> Excerpted text
▽

In addition to the 2 issues listed above, there also seems to be another problem with the superseding of species and the public species list views (which are currently affecting all our online taxonomic database users (GBIF, OBIS, ALA, RSoW). I'll attempt to convey the issue below, but it is a confusing one to pen out, so apologies if you have to read it 10 times and it still doesn't make sense! ep_species_list_data includes superseded_ids & superseded_names, indicating which IDs & names were superseded by the species, but because species IDs were changed by AODN there is now ambiguity with 'mapped_id': These data users are trying to use superseded_id to map the species list correctly, but this refers to species_id (new NRMN system), not mapped_id (old IMAS system). For example, Morwong fuscus has superseded_id=171, which appears to be a new NRMN ID (aka species_id). However 171 is Notolabrus gymnogenis (mapped_id). So there is an issue for these online databases, where superseded_ids can't be used for updates because the data for the IDs mapped from the old IMAS species list to those superseded_ids isn't carried across....

bpasquer commented 1 year ago

@atcooper1 True, IDs in the endpoint don't relate to the old IMAS system, which can be difficult to use for external users. To rectify that either IDs in public endpoints should be mapped to the old IMAS system, or new mapped variable should be added to the endpoints (which can be confusing for the general public).

atcooper1 commented 1 year ago

The problem is they can't be mapped back to the old IMAS system. Morwong fuscus has a superseded_id of 171, but species_id 171 returns null value in ep_species_list. Users end up in a null loop.

Currently the public endpoints and private endpoints are displaying very different data (due to the three errors identified above). Do the NRMN layers need to be hidden until these can be resolved? Which leaves us with a mapped variable option?

Hopefully these issues can be resolved before Lizzie and I showcase the NRMN data and products next week at AMSA?

bpasquer commented 1 year ago

When exactly are you presenting at AMSA? The issue with ep_species list will be resolve on Monday. I can edit the endpoint to add "Teleostei" wherever Actinopterygii were included also on monday.

The problem is they can't be mapped back to the old IMAS system. Morwong fuscus has a superseded_id of 171, but species_id 171 returns null value in ep_species_list. Users end up in a null loop. the issue with the mapping of Ids requires more thinking. I think it would work if both the superseded_id and the species_id were expressed in the mapped_ids (= IMAS old ids)

△

> Aim 1
Return the thread about superseded species IDs above in full, with every word unchanged.

> Data for this task
▽

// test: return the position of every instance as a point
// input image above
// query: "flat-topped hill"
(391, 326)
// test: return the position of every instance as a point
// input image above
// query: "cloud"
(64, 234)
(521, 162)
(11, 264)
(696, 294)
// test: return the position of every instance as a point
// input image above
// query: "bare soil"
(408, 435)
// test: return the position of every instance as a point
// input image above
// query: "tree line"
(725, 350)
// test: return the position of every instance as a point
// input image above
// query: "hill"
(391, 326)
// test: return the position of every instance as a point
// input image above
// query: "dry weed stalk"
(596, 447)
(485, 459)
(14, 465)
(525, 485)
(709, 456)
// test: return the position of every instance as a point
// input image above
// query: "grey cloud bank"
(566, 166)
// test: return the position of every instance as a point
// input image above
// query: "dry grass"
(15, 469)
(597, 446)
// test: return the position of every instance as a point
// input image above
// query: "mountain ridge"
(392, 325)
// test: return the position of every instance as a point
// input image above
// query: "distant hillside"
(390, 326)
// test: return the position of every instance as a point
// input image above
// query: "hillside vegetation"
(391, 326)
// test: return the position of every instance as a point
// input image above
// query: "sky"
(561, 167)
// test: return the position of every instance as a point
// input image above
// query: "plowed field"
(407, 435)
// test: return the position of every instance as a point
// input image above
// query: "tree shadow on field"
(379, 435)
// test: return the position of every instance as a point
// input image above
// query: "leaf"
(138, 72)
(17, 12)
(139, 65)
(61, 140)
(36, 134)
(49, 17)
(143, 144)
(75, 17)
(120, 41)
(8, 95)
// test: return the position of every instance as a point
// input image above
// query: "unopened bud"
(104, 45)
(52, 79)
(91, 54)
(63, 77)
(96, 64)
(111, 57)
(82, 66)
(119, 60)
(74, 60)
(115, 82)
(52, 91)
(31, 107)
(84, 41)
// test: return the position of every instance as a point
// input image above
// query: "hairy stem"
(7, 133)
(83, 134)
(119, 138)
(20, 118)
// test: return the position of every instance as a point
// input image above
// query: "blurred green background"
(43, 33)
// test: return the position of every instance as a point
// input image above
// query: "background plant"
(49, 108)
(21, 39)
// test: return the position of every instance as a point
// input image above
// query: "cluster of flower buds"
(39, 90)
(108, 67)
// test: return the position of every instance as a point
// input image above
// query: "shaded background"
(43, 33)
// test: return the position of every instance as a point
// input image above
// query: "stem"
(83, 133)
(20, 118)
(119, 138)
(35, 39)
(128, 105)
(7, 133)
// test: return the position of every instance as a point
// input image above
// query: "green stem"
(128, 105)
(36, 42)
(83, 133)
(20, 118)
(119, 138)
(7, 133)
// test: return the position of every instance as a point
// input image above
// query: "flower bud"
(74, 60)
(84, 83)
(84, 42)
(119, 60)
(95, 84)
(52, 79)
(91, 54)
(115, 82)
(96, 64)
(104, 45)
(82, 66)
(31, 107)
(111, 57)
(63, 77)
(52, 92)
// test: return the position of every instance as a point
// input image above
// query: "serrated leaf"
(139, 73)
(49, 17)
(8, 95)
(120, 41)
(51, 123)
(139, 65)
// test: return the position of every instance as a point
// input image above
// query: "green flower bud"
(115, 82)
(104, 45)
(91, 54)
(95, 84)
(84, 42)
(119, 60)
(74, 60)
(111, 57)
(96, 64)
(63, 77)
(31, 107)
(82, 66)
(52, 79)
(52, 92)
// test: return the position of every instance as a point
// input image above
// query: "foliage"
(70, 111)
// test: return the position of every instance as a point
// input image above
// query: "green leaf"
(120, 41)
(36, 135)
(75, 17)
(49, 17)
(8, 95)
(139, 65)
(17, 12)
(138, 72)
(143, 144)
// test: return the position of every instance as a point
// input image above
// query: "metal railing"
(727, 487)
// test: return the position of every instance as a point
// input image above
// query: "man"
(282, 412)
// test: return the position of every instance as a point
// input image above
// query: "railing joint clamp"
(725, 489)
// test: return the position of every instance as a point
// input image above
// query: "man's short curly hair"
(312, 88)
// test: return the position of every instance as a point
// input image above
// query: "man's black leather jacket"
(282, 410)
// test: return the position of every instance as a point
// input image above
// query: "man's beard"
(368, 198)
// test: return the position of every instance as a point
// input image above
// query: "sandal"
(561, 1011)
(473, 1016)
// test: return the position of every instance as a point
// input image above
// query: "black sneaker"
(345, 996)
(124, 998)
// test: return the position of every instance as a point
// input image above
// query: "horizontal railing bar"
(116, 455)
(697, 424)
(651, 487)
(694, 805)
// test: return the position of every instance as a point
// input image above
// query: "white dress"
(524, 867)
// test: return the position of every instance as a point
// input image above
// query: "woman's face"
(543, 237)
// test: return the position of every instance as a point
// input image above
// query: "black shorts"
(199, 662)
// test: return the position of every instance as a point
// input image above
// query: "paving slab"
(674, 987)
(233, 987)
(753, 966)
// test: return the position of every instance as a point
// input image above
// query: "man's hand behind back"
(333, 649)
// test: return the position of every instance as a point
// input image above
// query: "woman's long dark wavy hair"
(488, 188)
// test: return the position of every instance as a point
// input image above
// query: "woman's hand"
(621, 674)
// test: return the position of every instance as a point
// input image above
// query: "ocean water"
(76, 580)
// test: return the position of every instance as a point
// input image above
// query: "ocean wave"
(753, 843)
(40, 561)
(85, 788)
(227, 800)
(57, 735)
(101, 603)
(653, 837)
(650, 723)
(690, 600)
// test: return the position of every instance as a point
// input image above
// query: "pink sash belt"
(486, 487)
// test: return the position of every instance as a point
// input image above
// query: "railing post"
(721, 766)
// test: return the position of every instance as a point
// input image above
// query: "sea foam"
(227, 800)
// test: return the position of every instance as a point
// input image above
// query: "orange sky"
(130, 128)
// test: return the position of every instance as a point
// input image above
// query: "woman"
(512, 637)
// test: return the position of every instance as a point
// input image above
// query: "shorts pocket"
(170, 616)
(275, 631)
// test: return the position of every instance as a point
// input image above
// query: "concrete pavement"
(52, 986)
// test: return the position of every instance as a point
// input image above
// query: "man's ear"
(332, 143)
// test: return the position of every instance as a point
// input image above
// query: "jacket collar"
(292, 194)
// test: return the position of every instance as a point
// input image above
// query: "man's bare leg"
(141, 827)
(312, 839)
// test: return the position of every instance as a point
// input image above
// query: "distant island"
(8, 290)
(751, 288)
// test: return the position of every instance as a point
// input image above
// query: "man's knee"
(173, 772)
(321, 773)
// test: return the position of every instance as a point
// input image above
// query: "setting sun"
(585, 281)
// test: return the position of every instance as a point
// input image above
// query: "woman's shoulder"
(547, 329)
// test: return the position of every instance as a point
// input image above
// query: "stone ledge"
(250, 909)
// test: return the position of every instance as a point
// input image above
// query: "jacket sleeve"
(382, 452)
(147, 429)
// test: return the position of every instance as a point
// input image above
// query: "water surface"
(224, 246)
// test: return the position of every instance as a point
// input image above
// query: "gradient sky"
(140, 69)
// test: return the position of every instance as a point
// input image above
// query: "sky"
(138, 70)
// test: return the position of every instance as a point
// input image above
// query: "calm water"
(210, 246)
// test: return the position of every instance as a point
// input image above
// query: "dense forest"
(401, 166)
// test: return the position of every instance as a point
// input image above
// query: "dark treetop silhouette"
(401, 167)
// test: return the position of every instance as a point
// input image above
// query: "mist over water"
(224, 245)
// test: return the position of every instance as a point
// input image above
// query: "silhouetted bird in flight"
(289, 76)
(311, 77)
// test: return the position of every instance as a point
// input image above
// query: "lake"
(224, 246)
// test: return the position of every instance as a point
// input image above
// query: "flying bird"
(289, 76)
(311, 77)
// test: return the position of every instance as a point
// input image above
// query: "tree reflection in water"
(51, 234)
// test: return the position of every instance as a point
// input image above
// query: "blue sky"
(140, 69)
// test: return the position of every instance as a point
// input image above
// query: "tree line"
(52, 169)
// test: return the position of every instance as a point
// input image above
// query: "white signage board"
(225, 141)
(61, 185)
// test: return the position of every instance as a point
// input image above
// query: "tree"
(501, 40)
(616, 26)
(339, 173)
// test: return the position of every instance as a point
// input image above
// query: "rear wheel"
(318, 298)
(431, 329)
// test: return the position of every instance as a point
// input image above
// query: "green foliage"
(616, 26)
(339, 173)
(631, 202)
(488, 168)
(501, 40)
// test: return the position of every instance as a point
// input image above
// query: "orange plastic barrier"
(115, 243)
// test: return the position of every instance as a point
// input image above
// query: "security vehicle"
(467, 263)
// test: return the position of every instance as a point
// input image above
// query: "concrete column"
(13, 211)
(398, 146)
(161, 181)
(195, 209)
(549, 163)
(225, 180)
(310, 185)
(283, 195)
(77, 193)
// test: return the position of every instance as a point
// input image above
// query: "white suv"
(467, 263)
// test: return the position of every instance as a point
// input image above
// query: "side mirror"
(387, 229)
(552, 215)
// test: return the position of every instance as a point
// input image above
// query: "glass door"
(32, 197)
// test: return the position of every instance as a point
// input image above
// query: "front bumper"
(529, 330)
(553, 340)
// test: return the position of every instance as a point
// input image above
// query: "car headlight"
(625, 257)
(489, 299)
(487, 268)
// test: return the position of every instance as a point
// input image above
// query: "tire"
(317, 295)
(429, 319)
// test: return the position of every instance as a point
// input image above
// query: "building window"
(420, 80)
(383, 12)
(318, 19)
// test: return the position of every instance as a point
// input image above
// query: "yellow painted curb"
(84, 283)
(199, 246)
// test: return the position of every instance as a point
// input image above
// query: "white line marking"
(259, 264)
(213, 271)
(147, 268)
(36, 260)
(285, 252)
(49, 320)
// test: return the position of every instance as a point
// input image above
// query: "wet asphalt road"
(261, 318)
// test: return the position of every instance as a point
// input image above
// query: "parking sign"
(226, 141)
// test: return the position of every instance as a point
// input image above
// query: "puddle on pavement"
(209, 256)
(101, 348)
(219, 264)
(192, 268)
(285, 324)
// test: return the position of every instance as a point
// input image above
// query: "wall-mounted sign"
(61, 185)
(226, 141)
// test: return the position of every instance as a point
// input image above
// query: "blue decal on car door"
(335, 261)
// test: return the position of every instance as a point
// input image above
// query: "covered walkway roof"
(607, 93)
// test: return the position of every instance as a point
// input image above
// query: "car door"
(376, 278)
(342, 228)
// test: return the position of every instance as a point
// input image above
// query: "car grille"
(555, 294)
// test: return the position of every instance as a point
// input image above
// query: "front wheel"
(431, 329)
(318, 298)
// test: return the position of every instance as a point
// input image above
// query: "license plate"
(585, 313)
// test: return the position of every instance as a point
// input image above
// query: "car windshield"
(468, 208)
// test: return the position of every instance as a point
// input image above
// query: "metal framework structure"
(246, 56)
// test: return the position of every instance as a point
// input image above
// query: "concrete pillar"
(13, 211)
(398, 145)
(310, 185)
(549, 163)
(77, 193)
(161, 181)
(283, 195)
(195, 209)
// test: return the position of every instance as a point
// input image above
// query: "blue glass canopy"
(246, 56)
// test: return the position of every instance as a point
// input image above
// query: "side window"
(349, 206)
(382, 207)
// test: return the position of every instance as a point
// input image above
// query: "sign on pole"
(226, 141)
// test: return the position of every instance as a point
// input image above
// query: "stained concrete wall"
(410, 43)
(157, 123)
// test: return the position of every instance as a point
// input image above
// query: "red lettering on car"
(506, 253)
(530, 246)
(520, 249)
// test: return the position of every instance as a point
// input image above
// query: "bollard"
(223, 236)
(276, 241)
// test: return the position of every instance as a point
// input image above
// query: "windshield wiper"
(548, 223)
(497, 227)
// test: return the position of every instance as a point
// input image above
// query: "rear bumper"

△

> Aim 2
Report each line of the entries above that contains the string "background", copying those lines as they appear.

> Exercise solution 1
In addition to the 2 issues listed above, there also seems to be another problem with the superseding of species and the public species list views (which are currently affecting all our online taxonomic database users (GBIF, OBIS, ALA, RSoW). I'll attempt to convey the issue below, but it is a confusing one to pen out, so apologies if you have to read it 10 times and it still doesn't make sense! ep_species_list_data includes superseded_ids & superseded_names, indicating which IDs & names were superseded by the species, but because species IDs were changed by AODN there is now ambiguity with 'mapped_id': These data users are trying to use superseded_id to map the species list correctly, but this refers to species_id (new NRMN system), not mapped_id (old IMAS system). For example, Morwong fuscus has superseded_id=171, which appears to be a new NRMN ID (aka species_id). However 171 is Notolabrus gymnogenis (mapped_id). So there is an issue for these online databases, where superseded_ids can't be used for updates because the data for the IDs mapped from the old IMAS species list to those superseded_ids isn't carried across....

bpasquer commented 1 year ago

@atcooper1 True, IDs in the endpoint don't relate to the old IMAS system, which can be difficult to use for external users. To rectify that either IDs in public endpoints should be mapped to the old IMAS system, or new mapped variable should be added to the endpoints (which can be confusing for the general public).

atcooper1 commented 1 year ago

The problem is they can't be mapped back to the old IMAS system. Morwong fuscus has a superseded_id of 171, but species_id 171 returns null value in ep_species_list. Users end up in a null loop.

Currently the public endpoints and private endpoints are displaying very different data (due to the three errors identified above). Do the NRMN layers need to be hidden until these can be resolved? Which leaves us with a mapped variable option?

Hopefully these issues can be resolved before Lizzie and I showcase the NRMN data and products next week at AMSA?

bpasquer commented 1 year ago

When exactly are you presenting at AMSA? The issue with ep_species list will be resolve on Monday. I can edit the endpoint to add "Teleostei" wherever Actinopterygii were included also on monday.

The problem is they can't be mapped back to the old IMAS system. Morwong fuscus has a superseded_id of 171, but species_id 171 returns null value in ep_species_list. Users end up in a null loop. the issue with the mapping of Ids requires more thinking. I think it would work if both the superseded_id and the species_id were expressed in the mapped_ids (= IMAS old ids)

> Exercise solution 2
// query: "blurred green background"
// query: "background plant"
// query: "shaded background"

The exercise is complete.